Using the word "Note" as the filter, copy each matching line from the records.

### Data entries
########

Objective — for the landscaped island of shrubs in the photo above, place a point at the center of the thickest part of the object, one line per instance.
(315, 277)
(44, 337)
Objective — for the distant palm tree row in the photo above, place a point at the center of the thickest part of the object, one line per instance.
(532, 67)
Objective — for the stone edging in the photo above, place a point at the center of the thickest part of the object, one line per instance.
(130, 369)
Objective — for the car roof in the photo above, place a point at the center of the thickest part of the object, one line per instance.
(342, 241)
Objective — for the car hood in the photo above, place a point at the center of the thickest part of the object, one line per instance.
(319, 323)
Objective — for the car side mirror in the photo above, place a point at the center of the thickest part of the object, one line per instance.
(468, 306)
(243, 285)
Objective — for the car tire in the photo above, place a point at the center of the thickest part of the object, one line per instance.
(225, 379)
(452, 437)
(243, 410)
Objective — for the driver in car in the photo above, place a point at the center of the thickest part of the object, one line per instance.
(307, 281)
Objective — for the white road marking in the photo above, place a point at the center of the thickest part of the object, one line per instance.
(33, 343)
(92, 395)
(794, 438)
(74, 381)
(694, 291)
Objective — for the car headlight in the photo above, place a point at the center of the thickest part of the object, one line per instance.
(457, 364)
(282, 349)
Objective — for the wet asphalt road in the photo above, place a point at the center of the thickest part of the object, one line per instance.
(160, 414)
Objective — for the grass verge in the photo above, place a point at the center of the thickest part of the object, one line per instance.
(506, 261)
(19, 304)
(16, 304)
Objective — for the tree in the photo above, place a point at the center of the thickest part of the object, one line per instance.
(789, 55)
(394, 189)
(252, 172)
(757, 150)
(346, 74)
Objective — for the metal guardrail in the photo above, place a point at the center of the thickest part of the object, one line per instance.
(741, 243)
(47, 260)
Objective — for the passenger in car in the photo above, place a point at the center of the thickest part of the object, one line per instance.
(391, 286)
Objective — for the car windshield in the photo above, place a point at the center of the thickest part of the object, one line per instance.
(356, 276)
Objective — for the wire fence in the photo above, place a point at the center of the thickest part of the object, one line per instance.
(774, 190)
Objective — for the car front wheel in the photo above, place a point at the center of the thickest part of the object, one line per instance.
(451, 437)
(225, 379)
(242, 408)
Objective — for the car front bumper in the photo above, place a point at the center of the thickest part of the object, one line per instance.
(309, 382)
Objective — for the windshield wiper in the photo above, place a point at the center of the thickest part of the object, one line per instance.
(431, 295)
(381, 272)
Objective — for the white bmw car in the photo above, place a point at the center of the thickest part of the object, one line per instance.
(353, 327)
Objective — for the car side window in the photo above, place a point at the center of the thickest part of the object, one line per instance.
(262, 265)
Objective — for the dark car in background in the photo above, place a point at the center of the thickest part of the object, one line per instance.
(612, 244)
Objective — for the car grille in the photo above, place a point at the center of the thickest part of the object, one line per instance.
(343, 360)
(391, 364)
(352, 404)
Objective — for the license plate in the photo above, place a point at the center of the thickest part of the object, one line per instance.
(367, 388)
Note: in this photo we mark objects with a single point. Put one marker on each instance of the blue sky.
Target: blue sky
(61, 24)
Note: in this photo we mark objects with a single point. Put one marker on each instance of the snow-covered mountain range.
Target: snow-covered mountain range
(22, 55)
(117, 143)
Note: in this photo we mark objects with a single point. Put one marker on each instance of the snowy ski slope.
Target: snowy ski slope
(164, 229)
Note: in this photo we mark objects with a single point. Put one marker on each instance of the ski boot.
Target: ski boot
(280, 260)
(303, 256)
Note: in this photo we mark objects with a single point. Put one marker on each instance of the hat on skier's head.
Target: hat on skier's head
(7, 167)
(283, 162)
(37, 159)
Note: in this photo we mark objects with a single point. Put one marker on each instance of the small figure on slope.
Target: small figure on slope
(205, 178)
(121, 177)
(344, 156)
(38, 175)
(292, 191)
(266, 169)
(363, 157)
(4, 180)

########

### Solved problem
Note: in this photo we mark objects with a single point. Put one marker on each instance of the blue sky.
Note: in this photo we mark objects with a single point. Put one marker on each instance of the snow-covered mountain range.
Note: in this photo we mark objects with a single point. Put one marker on each instance of the snowy ski slope.
Note: in this photo we mark objects with a single point. Put one marker on each instance of the ski boot.
Note: in this photo we mark objects with a single point. Put one marker on each instance of the hat on skier's head.
Note: in this photo we mark objects with a single point. Put one marker on each instance of the small figure on slope.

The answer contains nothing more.